#### Your objective
Show each line in the items below that contains the word "closet".

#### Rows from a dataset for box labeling
--------------------

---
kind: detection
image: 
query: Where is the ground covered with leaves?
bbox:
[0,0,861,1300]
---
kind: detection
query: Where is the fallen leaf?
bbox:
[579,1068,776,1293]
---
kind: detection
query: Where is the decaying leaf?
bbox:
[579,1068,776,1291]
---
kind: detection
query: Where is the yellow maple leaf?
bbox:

--------------------

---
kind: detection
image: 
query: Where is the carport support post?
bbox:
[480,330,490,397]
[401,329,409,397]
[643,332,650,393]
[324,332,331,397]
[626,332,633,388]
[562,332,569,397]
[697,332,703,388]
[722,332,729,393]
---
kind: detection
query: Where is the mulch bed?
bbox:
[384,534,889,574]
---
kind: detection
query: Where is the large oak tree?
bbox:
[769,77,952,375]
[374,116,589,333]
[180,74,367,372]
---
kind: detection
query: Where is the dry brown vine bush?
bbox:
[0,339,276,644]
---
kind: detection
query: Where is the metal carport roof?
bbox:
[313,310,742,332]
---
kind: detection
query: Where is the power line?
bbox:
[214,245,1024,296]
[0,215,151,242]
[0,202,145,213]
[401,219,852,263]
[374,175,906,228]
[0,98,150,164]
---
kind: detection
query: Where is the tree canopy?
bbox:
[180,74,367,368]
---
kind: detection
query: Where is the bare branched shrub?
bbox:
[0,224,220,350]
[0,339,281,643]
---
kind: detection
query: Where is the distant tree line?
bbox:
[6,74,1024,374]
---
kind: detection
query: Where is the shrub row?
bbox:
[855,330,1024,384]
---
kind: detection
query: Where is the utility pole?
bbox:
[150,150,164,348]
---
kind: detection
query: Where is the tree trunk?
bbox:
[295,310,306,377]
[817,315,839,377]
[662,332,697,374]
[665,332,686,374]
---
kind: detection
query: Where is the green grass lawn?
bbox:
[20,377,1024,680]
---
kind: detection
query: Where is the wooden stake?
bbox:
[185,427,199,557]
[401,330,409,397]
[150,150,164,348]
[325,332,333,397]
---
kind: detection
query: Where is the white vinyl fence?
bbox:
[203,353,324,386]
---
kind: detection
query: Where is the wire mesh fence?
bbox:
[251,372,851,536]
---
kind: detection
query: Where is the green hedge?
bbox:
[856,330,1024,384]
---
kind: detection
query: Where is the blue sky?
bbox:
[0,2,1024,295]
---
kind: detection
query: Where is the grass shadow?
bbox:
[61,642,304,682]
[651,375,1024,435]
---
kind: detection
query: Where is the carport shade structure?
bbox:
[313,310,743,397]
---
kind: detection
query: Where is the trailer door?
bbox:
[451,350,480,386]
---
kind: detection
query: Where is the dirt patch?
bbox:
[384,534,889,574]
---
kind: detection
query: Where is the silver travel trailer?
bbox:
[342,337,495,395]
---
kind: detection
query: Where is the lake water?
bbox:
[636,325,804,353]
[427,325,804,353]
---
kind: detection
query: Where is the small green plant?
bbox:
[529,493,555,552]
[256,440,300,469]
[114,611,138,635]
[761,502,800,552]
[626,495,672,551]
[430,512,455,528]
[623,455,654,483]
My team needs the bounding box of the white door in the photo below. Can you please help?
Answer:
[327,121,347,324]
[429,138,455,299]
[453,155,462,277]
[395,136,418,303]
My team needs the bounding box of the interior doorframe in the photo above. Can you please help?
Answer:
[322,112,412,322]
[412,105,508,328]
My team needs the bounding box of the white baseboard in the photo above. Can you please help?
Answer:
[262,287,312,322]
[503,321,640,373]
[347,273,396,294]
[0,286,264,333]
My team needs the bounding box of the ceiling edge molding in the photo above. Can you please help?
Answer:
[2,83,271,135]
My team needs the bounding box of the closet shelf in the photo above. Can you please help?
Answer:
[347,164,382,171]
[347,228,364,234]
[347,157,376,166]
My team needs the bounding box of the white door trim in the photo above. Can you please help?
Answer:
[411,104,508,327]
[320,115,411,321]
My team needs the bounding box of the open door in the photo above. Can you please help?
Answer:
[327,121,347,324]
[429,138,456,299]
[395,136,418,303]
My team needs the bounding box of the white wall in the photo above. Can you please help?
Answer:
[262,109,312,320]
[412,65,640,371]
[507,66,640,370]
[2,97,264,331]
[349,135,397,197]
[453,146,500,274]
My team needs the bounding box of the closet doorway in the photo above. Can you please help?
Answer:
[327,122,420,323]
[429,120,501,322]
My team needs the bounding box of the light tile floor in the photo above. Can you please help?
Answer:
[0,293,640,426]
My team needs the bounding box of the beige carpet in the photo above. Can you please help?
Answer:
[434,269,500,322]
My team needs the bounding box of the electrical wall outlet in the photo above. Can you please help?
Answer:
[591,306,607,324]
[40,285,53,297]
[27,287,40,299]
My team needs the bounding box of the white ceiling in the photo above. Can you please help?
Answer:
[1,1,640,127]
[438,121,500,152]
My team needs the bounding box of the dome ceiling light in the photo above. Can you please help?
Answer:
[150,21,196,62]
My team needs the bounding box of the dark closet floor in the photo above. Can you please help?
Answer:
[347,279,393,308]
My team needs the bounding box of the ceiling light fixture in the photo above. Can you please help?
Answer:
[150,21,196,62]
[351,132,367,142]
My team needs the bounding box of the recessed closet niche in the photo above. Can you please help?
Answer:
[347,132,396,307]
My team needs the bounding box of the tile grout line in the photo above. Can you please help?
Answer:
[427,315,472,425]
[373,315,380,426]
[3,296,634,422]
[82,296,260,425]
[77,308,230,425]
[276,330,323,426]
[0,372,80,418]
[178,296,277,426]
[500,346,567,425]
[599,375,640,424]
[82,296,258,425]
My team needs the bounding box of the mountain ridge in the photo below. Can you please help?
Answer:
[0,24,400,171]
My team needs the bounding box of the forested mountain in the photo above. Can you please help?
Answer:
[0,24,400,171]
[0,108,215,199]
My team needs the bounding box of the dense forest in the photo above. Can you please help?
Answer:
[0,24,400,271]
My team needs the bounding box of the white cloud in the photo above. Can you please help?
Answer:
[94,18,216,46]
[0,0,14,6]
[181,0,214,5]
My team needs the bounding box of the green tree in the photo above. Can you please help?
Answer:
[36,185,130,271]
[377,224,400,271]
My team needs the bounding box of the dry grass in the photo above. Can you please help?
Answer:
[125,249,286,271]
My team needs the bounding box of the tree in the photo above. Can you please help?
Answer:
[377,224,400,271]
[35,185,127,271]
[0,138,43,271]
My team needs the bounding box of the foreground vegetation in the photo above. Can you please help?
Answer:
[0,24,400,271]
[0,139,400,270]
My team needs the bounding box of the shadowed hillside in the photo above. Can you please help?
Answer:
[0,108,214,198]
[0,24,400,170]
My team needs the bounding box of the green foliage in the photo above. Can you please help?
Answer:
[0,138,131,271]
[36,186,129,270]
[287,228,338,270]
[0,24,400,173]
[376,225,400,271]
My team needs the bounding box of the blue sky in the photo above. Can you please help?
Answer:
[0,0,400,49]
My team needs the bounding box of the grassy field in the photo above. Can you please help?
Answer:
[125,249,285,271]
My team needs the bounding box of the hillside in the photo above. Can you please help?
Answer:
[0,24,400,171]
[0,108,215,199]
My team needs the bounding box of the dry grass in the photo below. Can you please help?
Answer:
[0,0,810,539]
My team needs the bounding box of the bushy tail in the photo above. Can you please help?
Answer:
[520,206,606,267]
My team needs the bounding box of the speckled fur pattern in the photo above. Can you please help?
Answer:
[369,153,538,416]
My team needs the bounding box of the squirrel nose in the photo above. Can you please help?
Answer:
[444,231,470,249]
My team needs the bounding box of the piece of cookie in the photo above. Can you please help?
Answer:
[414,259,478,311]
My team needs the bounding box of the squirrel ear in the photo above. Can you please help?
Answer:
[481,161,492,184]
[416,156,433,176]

--------------------

#### Exercise result
My team needs the bounding box of the closet shelf in the photo above. Can you please help?
My team needs the bounding box of the closet doorway in the photo above. Can you please help?
My team needs the bounding box of the dark closet floor in the photo above. Can you please help?
My team needs the bounding box of the recessed closet niche in the photo above. Can you please help?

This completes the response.